- _PROVIDED ENTRIES_:

-*-*-

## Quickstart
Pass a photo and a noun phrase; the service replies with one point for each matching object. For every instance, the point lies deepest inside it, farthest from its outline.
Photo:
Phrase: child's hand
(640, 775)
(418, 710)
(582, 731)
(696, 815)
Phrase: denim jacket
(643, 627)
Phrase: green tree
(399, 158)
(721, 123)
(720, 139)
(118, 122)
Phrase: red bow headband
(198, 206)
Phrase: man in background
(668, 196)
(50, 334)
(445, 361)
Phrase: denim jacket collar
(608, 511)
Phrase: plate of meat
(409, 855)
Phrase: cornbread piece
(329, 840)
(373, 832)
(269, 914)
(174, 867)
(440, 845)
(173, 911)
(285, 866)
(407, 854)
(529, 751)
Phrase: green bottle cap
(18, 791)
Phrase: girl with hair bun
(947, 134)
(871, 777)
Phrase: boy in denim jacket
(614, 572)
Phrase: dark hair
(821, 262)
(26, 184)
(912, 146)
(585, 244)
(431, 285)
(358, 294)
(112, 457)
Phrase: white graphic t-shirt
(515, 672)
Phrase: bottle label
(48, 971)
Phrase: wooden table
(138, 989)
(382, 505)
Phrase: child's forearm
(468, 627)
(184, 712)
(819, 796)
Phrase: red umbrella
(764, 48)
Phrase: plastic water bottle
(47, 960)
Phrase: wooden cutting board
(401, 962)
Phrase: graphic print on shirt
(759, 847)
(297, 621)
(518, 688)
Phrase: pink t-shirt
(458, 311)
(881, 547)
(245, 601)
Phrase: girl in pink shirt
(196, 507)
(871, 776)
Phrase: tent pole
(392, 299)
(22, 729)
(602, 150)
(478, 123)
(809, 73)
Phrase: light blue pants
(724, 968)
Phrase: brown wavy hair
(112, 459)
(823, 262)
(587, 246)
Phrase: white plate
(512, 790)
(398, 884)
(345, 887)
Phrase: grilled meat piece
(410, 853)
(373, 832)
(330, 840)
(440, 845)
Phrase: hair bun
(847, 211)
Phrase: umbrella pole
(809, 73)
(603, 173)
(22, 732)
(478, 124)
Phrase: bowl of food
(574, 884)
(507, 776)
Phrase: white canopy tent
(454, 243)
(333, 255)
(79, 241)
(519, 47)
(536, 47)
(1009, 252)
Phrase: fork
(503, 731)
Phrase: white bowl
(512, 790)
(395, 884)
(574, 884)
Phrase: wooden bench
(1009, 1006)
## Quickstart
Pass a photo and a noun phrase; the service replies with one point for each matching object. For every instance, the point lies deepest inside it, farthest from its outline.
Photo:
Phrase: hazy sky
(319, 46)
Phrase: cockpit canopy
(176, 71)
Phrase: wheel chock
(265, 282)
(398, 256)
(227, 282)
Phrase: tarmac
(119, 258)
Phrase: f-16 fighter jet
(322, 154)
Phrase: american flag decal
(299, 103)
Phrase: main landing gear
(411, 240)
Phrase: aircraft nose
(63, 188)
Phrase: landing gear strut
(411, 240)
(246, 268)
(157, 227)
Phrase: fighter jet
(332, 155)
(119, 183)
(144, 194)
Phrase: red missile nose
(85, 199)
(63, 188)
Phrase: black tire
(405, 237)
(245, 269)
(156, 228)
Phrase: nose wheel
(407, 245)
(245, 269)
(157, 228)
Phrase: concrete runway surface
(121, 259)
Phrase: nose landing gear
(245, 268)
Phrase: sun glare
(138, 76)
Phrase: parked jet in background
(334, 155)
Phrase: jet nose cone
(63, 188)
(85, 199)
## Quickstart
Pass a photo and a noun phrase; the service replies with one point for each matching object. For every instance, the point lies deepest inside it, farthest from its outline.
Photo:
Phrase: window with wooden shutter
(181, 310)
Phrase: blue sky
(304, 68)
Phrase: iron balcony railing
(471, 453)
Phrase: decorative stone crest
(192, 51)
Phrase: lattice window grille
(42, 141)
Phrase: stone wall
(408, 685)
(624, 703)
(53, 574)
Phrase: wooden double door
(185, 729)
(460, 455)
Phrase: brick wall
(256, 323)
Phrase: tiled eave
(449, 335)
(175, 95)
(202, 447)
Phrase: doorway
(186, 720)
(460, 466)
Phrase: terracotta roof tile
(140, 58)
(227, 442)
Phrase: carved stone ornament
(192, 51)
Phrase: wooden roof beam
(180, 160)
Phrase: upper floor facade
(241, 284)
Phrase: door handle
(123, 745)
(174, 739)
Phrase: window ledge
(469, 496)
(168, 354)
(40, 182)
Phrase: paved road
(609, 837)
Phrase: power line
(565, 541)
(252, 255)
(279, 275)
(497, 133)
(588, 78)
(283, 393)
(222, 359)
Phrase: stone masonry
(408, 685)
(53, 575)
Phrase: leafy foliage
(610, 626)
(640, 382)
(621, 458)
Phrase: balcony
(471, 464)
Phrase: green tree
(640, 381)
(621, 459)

-*-*-

- _EXERCISE DIRECTIONS_: Every line of the material above should be repeated exactly.

- _ANSWER SECTION_:
## Quickstart
Pass a photo and a noun phrase; the service replies with one point for each matching object. For every instance, the point lies deepest inside it, farthest from its outline.
Photo:
Phrase: child's hand
(640, 775)
(418, 710)
(582, 731)
(696, 815)
Phrase: denim jacket
(643, 627)
Phrase: green tree
(399, 158)
(721, 123)
(720, 139)
(118, 122)
Phrase: red bow headband
(198, 206)
Phrase: man in background
(668, 196)
(50, 334)
(445, 361)
Phrase: denim jacket collar
(608, 511)
Phrase: plate of meat
(409, 855)
Phrase: cornbread piece
(329, 840)
(373, 832)
(269, 914)
(174, 867)
(440, 845)
(173, 911)
(285, 866)
(407, 854)
(529, 751)
Phrase: green bottle cap
(18, 791)
Phrase: girl with hair bun
(947, 134)
(871, 777)
Phrase: boy in denim jacket
(614, 572)
Phrase: dark hair
(821, 262)
(26, 184)
(912, 146)
(585, 244)
(431, 285)
(358, 294)
(112, 457)
Phrase: white graphic t-shirt
(515, 672)
Phrase: bottle label
(48, 971)
Phrase: wooden table
(138, 989)
(382, 505)
Phrase: child's forearm
(468, 627)
(184, 712)
(819, 796)
Phrase: red umbrella
(764, 48)
Phrase: plastic water bottle
(47, 960)
Phrase: wooden cutting board
(401, 962)
Phrase: graphic print on shirt
(759, 847)
(297, 621)
(518, 688)
Phrase: pink t-shirt
(458, 311)
(881, 547)
(245, 601)
Phrase: girl in pink shirt
(196, 507)
(871, 776)
Phrase: tent pole
(392, 299)
(22, 729)
(602, 150)
(478, 123)
(809, 73)
Phrase: light blue pants
(724, 968)
Phrase: brown wavy hair
(112, 459)
(823, 262)
(587, 246)
Phrase: white plate
(512, 790)
(398, 884)
(345, 887)
Phrase: grilled meat piece
(410, 853)
(373, 832)
(330, 840)
(440, 845)
Phrase: hair bun
(847, 211)
Phrase: umbrella pole
(809, 73)
(603, 173)
(22, 732)
(478, 124)
Phrase: bowl of food
(574, 884)
(507, 776)
Phrase: white canopy tent
(454, 243)
(333, 255)
(79, 241)
(519, 47)
(536, 47)
(1009, 252)
Phrase: fork
(503, 731)
Phrase: white bowl
(512, 790)
(395, 884)
(574, 884)
Phrase: wooden bench
(1009, 1006)
## Quickstart
Pass a photo and a noun phrase; the service replies with one point for each matching object. For every instance, the point lies deepest inside it, farthest from its outline.
Photo:
Phrase: hazy sky
(319, 46)
Phrase: cockpit canopy
(176, 71)
Phrase: wheel chock
(265, 282)
(398, 256)
(227, 282)
Phrase: tarmac
(119, 258)
Phrase: f-16 fighter jet
(322, 154)
Phrase: american flag decal
(299, 103)
Phrase: main landing gear
(411, 240)
Phrase: aircraft nose
(63, 188)
Phrase: landing gear strut
(411, 240)
(246, 268)
(157, 227)
Phrase: fighter jet
(332, 155)
(119, 183)
(144, 194)
Phrase: red missile nose
(85, 199)
(63, 188)
Phrase: black tire
(405, 237)
(245, 269)
(156, 228)
Phrase: nose wheel
(407, 245)
(245, 269)
(157, 228)
Phrase: concrete runway surface
(121, 259)
Phrase: nose landing gear
(245, 268)
Phrase: sun glare
(138, 76)
Phrase: parked jet in background
(334, 155)
Phrase: jet nose cone
(63, 188)
(85, 199)
## Quickstart
Pass a photo and a noun phrase; the service replies with one point for each matching object. For every instance, the point lies deepest inside it, farthest from its outline.
Photo:
Phrase: window with wooden shutter
(181, 310)
Phrase: blue sky
(304, 68)
Phrase: iron balcony railing
(471, 453)
Phrase: decorative stone crest
(192, 51)
Phrase: lattice window grille
(42, 141)
Phrase: stone wall
(408, 685)
(624, 703)
(53, 574)
Phrase: wooden double door
(185, 729)
(460, 455)
Phrase: brick wall
(256, 323)
Phrase: tiled eave
(449, 335)
(175, 95)
(202, 447)
Phrase: doorway
(186, 720)
(460, 466)
Phrase: terracotta roof tile
(140, 58)
(227, 442)
Phrase: carved stone ornament
(192, 51)
Phrase: wooden roof beam
(180, 160)
Phrase: upper floor facade
(241, 284)
Phrase: door handle
(123, 745)
(174, 739)
Phrase: window ledge
(469, 496)
(168, 354)
(40, 182)
Phrase: paved road
(609, 837)
Phrase: power line
(565, 541)
(252, 255)
(279, 275)
(497, 133)
(588, 78)
(283, 393)
(222, 359)
Phrase: stone masonry
(408, 685)
(53, 575)
Phrase: leafy foliage
(610, 626)
(640, 382)
(621, 458)
Phrase: balcony
(471, 464)
Phrase: green tree
(640, 381)
(621, 459)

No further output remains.